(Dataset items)
# # #

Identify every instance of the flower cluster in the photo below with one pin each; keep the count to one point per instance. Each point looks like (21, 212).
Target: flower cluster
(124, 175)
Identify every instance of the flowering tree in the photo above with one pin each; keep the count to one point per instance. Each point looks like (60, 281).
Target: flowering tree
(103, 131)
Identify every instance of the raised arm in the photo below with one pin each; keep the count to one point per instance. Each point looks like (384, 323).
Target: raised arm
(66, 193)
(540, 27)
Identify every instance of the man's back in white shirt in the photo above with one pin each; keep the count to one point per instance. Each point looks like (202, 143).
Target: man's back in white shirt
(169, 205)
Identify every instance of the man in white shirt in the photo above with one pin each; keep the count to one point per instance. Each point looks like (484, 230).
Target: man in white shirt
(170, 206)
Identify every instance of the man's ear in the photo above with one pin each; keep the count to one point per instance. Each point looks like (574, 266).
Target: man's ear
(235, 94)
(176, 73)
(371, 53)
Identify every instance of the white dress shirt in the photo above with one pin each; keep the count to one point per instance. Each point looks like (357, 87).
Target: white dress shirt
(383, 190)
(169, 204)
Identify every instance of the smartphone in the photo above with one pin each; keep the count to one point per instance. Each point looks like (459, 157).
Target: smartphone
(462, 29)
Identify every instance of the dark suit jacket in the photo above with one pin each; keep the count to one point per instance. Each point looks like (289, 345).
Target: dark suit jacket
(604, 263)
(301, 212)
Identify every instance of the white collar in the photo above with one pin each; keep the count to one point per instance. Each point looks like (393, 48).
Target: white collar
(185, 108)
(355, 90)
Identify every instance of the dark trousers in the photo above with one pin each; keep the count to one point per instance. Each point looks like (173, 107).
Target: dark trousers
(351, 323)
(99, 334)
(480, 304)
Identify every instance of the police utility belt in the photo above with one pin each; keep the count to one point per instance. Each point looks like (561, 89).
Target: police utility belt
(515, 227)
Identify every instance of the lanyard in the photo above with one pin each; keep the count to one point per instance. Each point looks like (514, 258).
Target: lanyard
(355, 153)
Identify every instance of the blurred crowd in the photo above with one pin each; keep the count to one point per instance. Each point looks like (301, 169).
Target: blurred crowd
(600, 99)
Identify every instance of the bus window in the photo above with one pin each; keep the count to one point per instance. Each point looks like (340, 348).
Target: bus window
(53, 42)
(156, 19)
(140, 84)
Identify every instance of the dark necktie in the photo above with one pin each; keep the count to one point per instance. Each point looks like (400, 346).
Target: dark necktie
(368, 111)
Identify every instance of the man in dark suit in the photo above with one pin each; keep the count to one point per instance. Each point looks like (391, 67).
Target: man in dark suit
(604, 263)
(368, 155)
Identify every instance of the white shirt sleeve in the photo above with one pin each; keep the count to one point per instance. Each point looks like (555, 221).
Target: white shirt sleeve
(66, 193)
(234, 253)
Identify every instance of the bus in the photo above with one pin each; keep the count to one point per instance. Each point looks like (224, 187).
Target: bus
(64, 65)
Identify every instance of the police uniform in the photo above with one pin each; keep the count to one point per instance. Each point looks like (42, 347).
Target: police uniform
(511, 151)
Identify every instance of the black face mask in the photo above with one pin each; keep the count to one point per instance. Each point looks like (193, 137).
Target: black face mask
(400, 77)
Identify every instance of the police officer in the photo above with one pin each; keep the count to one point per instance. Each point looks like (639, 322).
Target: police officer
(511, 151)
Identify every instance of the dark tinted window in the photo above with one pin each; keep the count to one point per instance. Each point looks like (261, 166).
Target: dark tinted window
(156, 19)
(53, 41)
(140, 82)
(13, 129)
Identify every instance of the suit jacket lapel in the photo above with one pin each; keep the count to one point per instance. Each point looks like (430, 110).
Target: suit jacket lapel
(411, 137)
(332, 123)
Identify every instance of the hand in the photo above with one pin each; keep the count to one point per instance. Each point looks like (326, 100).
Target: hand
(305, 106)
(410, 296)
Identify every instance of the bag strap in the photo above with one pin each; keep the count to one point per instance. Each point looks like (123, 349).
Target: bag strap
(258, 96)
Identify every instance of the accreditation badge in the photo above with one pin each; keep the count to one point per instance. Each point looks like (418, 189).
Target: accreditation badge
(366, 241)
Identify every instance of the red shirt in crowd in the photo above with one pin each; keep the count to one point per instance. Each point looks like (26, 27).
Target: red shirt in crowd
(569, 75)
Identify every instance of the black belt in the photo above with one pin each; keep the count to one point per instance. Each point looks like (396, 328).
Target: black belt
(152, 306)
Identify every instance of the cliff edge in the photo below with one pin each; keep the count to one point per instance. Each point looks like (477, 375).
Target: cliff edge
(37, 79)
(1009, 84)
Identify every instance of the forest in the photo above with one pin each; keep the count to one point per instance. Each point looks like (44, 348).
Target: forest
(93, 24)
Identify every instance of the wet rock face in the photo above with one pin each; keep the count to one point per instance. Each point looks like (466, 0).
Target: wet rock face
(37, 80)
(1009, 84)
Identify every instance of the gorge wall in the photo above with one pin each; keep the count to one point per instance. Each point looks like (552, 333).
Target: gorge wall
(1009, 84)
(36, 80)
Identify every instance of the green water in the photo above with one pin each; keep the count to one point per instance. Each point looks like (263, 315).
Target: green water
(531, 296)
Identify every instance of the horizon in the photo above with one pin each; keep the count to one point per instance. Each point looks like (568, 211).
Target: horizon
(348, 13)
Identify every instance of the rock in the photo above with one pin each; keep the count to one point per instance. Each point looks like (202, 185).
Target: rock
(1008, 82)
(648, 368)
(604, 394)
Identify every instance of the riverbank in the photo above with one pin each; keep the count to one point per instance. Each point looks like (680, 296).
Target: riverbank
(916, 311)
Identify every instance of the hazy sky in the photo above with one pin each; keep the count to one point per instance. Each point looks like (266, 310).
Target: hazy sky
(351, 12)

# # #

Problem details: The listing above should be transcribed in full, exactly as written.

The completed task:
Identify every instance of the flower cluster in the photo below with one pin each; keep the count to one point per instance. Each point looks like (21, 212).
Target: flower cluster
(124, 175)
Identify every instance of the flowering tree in the photo above with one pin each; keep the count to one point per instance. Each point looks like (60, 281).
Target: flowering tree
(103, 131)
Identify every instance of the raised arm in the photo below with one pin each; keep the count to one point per instance. Each point looks like (384, 323).
Target: raised arm
(66, 193)
(540, 27)
Identify every instance of the man's back in white shirt in the photo above with one pin each; keep the count to one point per instance. Each point looks like (202, 143).
Target: man's back in white shirt
(169, 205)
Identify every instance of the man in white shirt in the photo above with one pin each; keep the count to one point per instance. Each point looks like (484, 230).
Target: man in white shirt
(170, 206)
Identify every instance of the man's ear in the photo above with one pin each; keep the count to one point per instance. Each point looks like (574, 266).
Target: man's ear
(235, 94)
(176, 73)
(371, 53)
Identify every instance of the white dress shirt in the photo above with one pin each; keep the count to one point per instance. Each point looks like (357, 87).
Target: white dress shirt
(383, 190)
(169, 204)
Identify every instance of the smartphone in the photo above with one pin each; keep the count to one point per instance. Each point looks like (459, 157).
Target: smartphone
(462, 29)
Identify every instance of the dark suit jacket in the photo above with one pin each; keep the count to one point per instance. Each point looks like (289, 345).
Target: dark suit jacket
(604, 263)
(301, 212)
Identify every instance of the white collar in the photo above with one pin each; keep the count to one point per instance. Each point looks like (393, 48).
Target: white collar
(185, 108)
(355, 90)
Identify every instance of the dark trousers in the photo above with one pin each; keep the count to one point per instance. Each point looks like (173, 107).
Target: dark trousers
(351, 323)
(99, 334)
(480, 304)
Identify every instance of the police utility belt in the photo above with one pin each; keep the count to one point per instance. Each point looks like (561, 89).
Target: police utility belt
(515, 227)
Identify every instance of the lanyard in the photo above with one pin each; keep the count to one point per instance. Each point looks like (514, 258).
Target: lanyard
(355, 153)
Identify every instance of the blurred crowd in the photo above with one pin each; keep the count to one point per instance. Each point looks like (301, 169).
Target: blurred crowd
(600, 99)
Identify every instance of the bus window in the photo above with one pin each; keep the count to one point per instance. Each point looks like (340, 348).
Target: bus window
(53, 42)
(156, 19)
(140, 84)
Identify every instance of the dark necktie in the photo above with one pin each; keep the count to one point per instance. Each point looks like (400, 346).
Target: dark necktie
(368, 111)
Identify every instance of the man in dark suit in the photo above with one pin each; keep the count to one point per instance. Each point looks like (391, 67).
Target: man in dark suit
(604, 263)
(368, 155)
Identify every instance of the white shirt sleeve in the photo above with one pin each; keep the count to one point per instance. Each point looks like (555, 221).
Target: white shirt sleeve
(66, 193)
(234, 253)
Identify every instance of the bus in the photo above with one pin each; keep the count to one point per instance. Each point looks like (224, 187).
Target: bus
(64, 65)
Identify every instance of the police uniform in the photo above with one pin each; keep the count to one point per instance. Each point looks like (42, 347).
Target: police uniform
(511, 151)
Identify every instance of the black face mask in the photo above with one pin each; keep the count to one point per instance. Each point looks like (193, 137).
Target: black face mask
(400, 77)
Identify every instance of the police officer in the photo above with one pin each; keep the count to one point per instance. Each point looks like (639, 322).
Target: police officer
(511, 151)
Identify every instance of the dark tinted window in the photo above with one pin each; keep the count to one point per instance. Each point looks like (261, 166).
Target: dark tinted window
(156, 19)
(53, 41)
(140, 82)
(13, 129)
Identify every instance of the suit jacket lapel in the photo above with one pin each; keep the count to one point per instance. Each point looks like (430, 110).
Target: suit jacket lapel
(411, 137)
(332, 123)
Identify every instance of the hand in the photo above with one pin each; keep the count to one point per instance. Each point looks like (326, 100).
Target: hand
(305, 106)
(410, 296)
Identify every instance of the bag strap in the photo above with one pin each; keep the count to one point per instance. Each point looks like (123, 349).
Target: bag strap
(258, 96)
Identify every instance of the accreditation badge in the photo above with one pin each; keep the count to one point per instance. Each point looks like (418, 189).
Target: accreditation badge
(366, 241)
Identify every instance of the red shirt in crowd in the photo above with one pin each; keep the count to one point per instance. Each point looks like (26, 27).
Target: red shirt in crowd
(569, 75)
Identify every instance of the black belt in the photo above with one pin each; keep the count to one point per instance. Each point looks like (396, 328).
Target: black belt
(152, 306)
Identify every instance of the cliff edge in the photo below with one pin each; keep the count to one point per instance. Each point looks like (477, 375).
Target: cliff edge
(37, 79)
(1009, 84)
Identify every instance of the forest in the photo above with one pin each; keep the count to one point per instance. Each point looks like (44, 348).
Target: forest
(93, 24)
Identify every instance of the wet rock face in the photo above with one pin each; keep the count to one point per instance. Each point looks like (466, 0).
Target: wet rock face
(37, 80)
(1009, 84)
Identify every instance of the gorge wall in the photo above with one pin each; keep the count to one point per instance. Each point looks like (552, 333).
Target: gorge wall
(1009, 84)
(36, 80)
Identify every instance of the green water in the photo above with one pin each; keep the count to one point per instance. Each point looks like (263, 315).
Target: green water
(531, 296)
Identify every instance of the horizon in the photo above with one pin each; keep the count to one point per instance. Each point looks like (568, 211).
Target: horizon
(348, 13)
Identify every instance of the rock in the photo above with one pin each; keep the count to one point per instance. Each point looks like (202, 185).
Target: rock
(1008, 82)
(648, 368)
(604, 394)
Identify every instance of the riverbank in the photo above with one pin each; keep the count to one point per instance. Each point looks like (680, 296).
Target: riverbank
(916, 311)
Identify every instance of the hazy sky in the photo above with one pin each; keep the count to one point per instance. Each point looks like (266, 310).
Target: hazy sky
(351, 12)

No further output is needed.